Required action:
Leave out the pictures and repeat everything else in the records exactly.

Material shown:
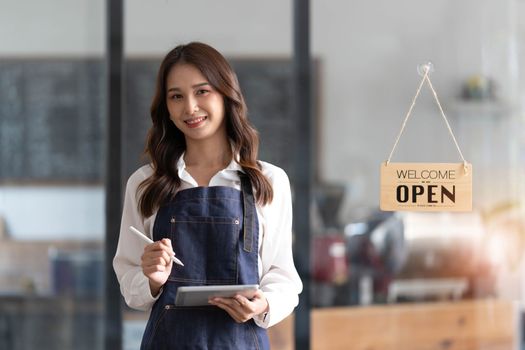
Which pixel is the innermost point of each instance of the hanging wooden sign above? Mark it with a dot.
(426, 186)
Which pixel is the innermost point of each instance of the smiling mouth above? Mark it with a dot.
(195, 121)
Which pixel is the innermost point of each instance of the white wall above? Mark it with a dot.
(368, 50)
(42, 213)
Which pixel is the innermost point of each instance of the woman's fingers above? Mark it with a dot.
(240, 308)
(157, 253)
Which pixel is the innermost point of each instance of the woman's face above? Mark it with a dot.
(196, 108)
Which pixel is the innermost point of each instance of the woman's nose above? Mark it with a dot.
(191, 106)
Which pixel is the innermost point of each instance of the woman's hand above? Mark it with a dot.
(157, 264)
(242, 309)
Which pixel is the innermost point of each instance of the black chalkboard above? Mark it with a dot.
(53, 115)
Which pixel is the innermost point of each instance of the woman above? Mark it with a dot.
(207, 198)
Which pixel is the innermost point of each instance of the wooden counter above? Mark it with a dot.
(462, 325)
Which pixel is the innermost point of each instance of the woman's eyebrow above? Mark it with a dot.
(193, 86)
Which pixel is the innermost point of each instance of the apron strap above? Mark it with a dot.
(249, 207)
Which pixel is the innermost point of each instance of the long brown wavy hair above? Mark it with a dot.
(166, 143)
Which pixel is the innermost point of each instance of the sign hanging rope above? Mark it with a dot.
(425, 69)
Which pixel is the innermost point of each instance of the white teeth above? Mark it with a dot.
(195, 120)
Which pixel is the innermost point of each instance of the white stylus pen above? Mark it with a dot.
(147, 240)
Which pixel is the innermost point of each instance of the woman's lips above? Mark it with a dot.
(195, 122)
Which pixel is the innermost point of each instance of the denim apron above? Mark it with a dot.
(215, 232)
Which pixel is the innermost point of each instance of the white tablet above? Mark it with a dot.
(199, 295)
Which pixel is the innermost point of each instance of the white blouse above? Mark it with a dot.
(278, 278)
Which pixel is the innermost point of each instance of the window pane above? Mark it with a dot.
(404, 268)
(52, 130)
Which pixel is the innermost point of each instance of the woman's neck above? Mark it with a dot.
(208, 154)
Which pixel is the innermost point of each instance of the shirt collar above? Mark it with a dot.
(234, 166)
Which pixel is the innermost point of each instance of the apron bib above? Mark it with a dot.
(215, 232)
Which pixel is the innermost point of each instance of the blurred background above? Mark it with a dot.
(376, 273)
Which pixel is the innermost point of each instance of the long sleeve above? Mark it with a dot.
(279, 280)
(134, 285)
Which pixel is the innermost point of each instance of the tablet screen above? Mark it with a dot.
(199, 295)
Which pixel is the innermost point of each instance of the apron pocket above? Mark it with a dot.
(201, 328)
(207, 245)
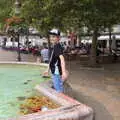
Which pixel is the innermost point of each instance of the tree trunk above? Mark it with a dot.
(110, 41)
(93, 57)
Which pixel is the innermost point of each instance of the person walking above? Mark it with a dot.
(57, 61)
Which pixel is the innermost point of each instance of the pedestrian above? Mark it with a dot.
(45, 54)
(57, 61)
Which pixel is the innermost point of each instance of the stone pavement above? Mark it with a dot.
(97, 87)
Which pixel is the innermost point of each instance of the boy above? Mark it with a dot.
(57, 61)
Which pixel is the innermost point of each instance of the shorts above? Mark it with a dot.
(57, 83)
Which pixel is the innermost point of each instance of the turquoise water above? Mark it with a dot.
(16, 83)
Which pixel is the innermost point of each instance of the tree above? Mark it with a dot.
(6, 7)
(96, 15)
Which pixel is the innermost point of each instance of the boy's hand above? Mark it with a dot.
(46, 73)
(65, 75)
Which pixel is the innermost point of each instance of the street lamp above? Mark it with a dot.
(17, 31)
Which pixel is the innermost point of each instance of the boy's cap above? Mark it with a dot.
(54, 32)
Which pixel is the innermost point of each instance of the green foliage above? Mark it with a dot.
(66, 14)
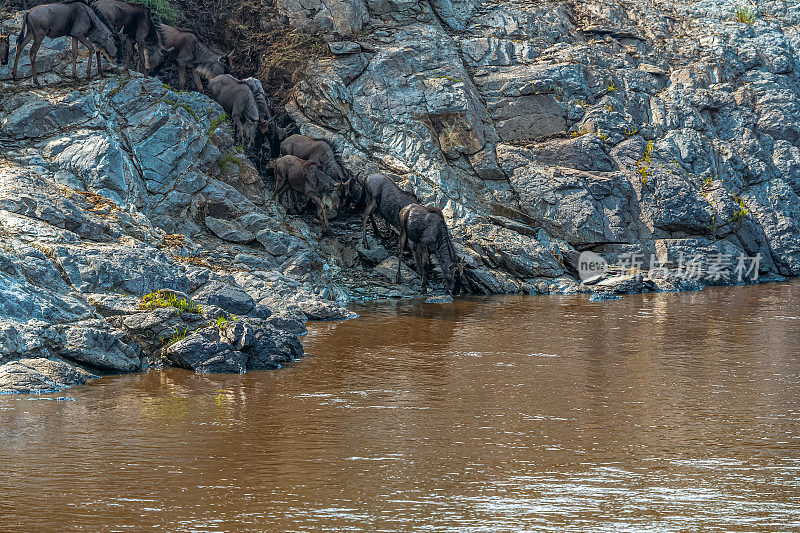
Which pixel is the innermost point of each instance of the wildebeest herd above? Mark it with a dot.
(307, 168)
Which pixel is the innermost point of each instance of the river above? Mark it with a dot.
(655, 412)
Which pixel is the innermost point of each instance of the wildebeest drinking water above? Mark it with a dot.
(4, 49)
(426, 228)
(73, 18)
(305, 177)
(138, 26)
(382, 193)
(187, 51)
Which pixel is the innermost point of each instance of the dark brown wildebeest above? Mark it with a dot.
(382, 193)
(315, 149)
(305, 177)
(73, 18)
(238, 101)
(426, 228)
(265, 117)
(137, 24)
(187, 50)
(4, 49)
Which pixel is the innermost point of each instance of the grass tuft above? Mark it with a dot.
(746, 15)
(163, 9)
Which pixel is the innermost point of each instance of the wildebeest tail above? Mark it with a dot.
(21, 36)
(205, 72)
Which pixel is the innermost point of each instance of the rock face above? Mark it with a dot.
(542, 130)
(635, 128)
(113, 189)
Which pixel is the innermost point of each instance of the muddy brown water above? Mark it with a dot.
(655, 412)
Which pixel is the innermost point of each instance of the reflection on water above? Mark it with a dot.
(653, 412)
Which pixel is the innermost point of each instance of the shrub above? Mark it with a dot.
(746, 14)
(162, 8)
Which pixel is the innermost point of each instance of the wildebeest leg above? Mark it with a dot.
(142, 62)
(280, 186)
(323, 217)
(371, 204)
(400, 249)
(422, 258)
(375, 228)
(237, 121)
(128, 51)
(182, 76)
(88, 45)
(34, 48)
(74, 58)
(25, 42)
(198, 81)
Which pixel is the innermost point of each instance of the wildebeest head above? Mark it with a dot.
(328, 189)
(4, 49)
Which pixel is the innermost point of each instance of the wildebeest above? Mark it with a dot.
(382, 193)
(4, 49)
(307, 178)
(73, 18)
(426, 228)
(237, 99)
(137, 24)
(314, 149)
(187, 50)
(265, 117)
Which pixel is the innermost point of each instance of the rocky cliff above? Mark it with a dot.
(542, 129)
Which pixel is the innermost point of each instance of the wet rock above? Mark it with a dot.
(153, 329)
(229, 230)
(387, 269)
(113, 304)
(232, 299)
(205, 351)
(95, 345)
(272, 348)
(40, 375)
(319, 309)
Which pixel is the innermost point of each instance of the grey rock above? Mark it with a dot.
(231, 298)
(39, 375)
(206, 352)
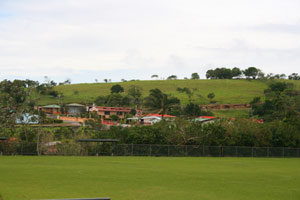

Task response:
Which pixel is the innermost point of each instance of the hanging wooden sign above? Mark it with a dot.
(426, 186)
Which pixel is the innermost point of each instance of the smiling mouth above? Mark it with a dot.
(195, 121)
Which pixel is the innermost point of each instance of the white wall above? Mark it with a dot.
(368, 50)
(42, 213)
Which pixel is the innermost point of each instance of the woman's fingers above? Mark it with a dot.
(240, 308)
(157, 253)
Which pixel is the innermost point of each instance of the woman's face above? Mark it with a dot.
(196, 108)
Which pixel is the innermost point of each instance of the woman's nose above? Mark it with a dot.
(191, 106)
Which pixel is the innermost point of each instance of the woman's hand above? Mark it with a dot.
(157, 264)
(242, 309)
Which pixel is the innermost point of each instance of the black chalkboard above? Mark it with a dot.
(53, 115)
Which pixel is the innermost point of each instance of the woman above? Mark it with a dot.
(207, 198)
Which pixel is the innermost point of each instance of the wooden counter above? Mark it with a dot.
(462, 325)
Which pixel is the innermost point of each instance of the woman's eyebrow above? Mark it with a dot.
(193, 86)
Which pixel is the innermost point of each instance of the apron strap above? Mark it with a dot.
(249, 207)
Which pixel is the innermost point of each instance of the long brown wavy hair above? Mark it with a dot.
(166, 143)
Which pixel is the innermost point of each instance of the sign hanging rope above? Mark it with a dot.
(425, 69)
Which pixel is the innermost point of each instance of the white teeth above? Mark it with a dot.
(195, 120)
Which pixel is the innermost point of each instance of the white stylus pen above? Mark it with a dot.
(147, 240)
Which pixel is the innermost point of each instance of the woman's lips above? Mark it with a dot.
(195, 122)
Which pixel is the innermost point of each instance of the denim apron above? Mark it with a dot.
(215, 232)
Which pixel is the innermost point of each instance of the white tablet above? Mark it with a dot.
(199, 295)
Which pixel is the innermost point of each instance of the white blouse above? Mark it with a dot.
(278, 278)
Which pixel is the innermost point of each instance of the window pane above? Mark it with a dot.
(404, 268)
(52, 130)
Which pixel is the innermost point of each instance of the woman's neck above? Mark it with a dot.
(208, 154)
Which pixel is the innermost point of each instance of the shirt collar above? Mark it with a dot.
(234, 166)
Which pixel is the innermost point of each instance of the apron bib above? Mark it with a dot.
(215, 232)
Which pixel is the innermost point of each instance of the blurred background above? Mark it with a dot.
(376, 273)
Which pixel is the innermost point of each instance of the long sleeve above? Mark it with a dot.
(279, 280)
(134, 285)
Which pixel is the innermost point of each instance of the tablet screen above? Mark it with a dot.
(199, 295)
Which pixel is the innermost point of each instance of the apron pocket above? Mark it with a dot.
(201, 328)
(207, 245)
Which pixel is the innermost point of each instance of the tree trunk above? Mark it with a dot.
(110, 41)
(93, 57)
Which pixel is the innermost point of each instance of the person walking above? Mark it with a dot.
(57, 61)
Which pixel is the innermost point of each instance of the pedestrian above? Mark it with a dot.
(45, 54)
(57, 61)
Which pixel is the innermost point of each instance of the stone pavement above? Mark it with a dot.
(97, 87)
Which pixel is the innermost point of each instance of the boy above? Mark it with a dot.
(57, 61)
Which pixel is the innermost point of each instance of the shorts above? Mark it with a dot.
(57, 83)
Which pixel is the innermost point of each instance of the turquoise water above? Mark it with a dot.
(16, 83)
Which pixel is the innermost point of each instance of the tree above? Mark it with a dot.
(6, 7)
(96, 15)
Which pixel is the innermost point of each instance of the boy's hand above? Mark it with a dot.
(46, 73)
(65, 75)
Which pixel is the innermost point of each instance of the street lamp above? Mark it with a dot.
(17, 31)
Which pixel is the innermost point of each instance of the boy's cap above? Mark it with a dot.
(54, 32)
Which pixel is the innermost point of each instance of the green foliage above? Mark it with a dot.
(66, 14)
Which pixel is the innermost point of each instance of the wildebeest herd above? Mark it with a dot.
(307, 168)
Which pixel is the innermost point of each instance of the river above? Mark it with a dot.
(655, 412)
Which pixel is the innermost point of each instance of the wildebeest drinking water above? Mark it with a dot.
(4, 49)
(426, 228)
(73, 18)
(305, 177)
(138, 26)
(382, 193)
(187, 51)
Which pixel is the innermost point of each instance of the dark brown wildebeest above? Mark it with a dot.
(382, 193)
(315, 149)
(305, 177)
(73, 18)
(238, 101)
(426, 228)
(265, 117)
(137, 24)
(187, 50)
(4, 49)
Which pixel is the innermost point of each instance of the grass tuft above? Mark it with a dot.
(746, 15)
(163, 9)
Which pixel is the innermost point of each instance of the wildebeest tail above? Mark it with a dot.
(21, 36)
(205, 72)
Which pixel is the innermost point of each instance of the rock face above? Mark it with a dot.
(542, 130)
(635, 128)
(113, 189)
Which pixel is the innermost point of each instance of the muddy brown water above? Mark it with a dot.
(655, 412)
Which pixel is the innermost point of each instance of the reflection on water above? Mark it with a dot.
(653, 412)
Which pixel is the innermost point of each instance of the shrub above? Mark it with a dot.
(746, 14)
(162, 8)
Which pixel is the innermost point of each instance of the wildebeest leg above? Mark it with a dot.
(142, 62)
(280, 186)
(323, 217)
(371, 204)
(400, 249)
(422, 258)
(375, 228)
(237, 121)
(128, 51)
(182, 76)
(88, 45)
(34, 48)
(74, 58)
(25, 42)
(198, 81)
Which pixel is the innermost point of each instance of the wildebeest head above? Mark it with a dot.
(328, 189)
(4, 49)
Which pixel is the innermost point of each instance of the wildebeest above? Mark it with a dot.
(382, 193)
(4, 49)
(307, 178)
(73, 18)
(426, 228)
(237, 99)
(137, 24)
(314, 149)
(187, 50)
(265, 117)
Which pixel is the innermost point of each instance of the rocky cliff above? Mark it with a dot.
(542, 129)
Which pixel is the innermost point of each instance of the wet rock above? Mark it with a dot.
(153, 329)
(229, 230)
(387, 269)
(113, 304)
(232, 299)
(205, 351)
(95, 345)
(272, 348)
(40, 375)
(319, 309)
Which pixel is the innermost point of each instance of the grey rock above? Mark it with a dot.
(231, 298)
(39, 375)
(206, 352)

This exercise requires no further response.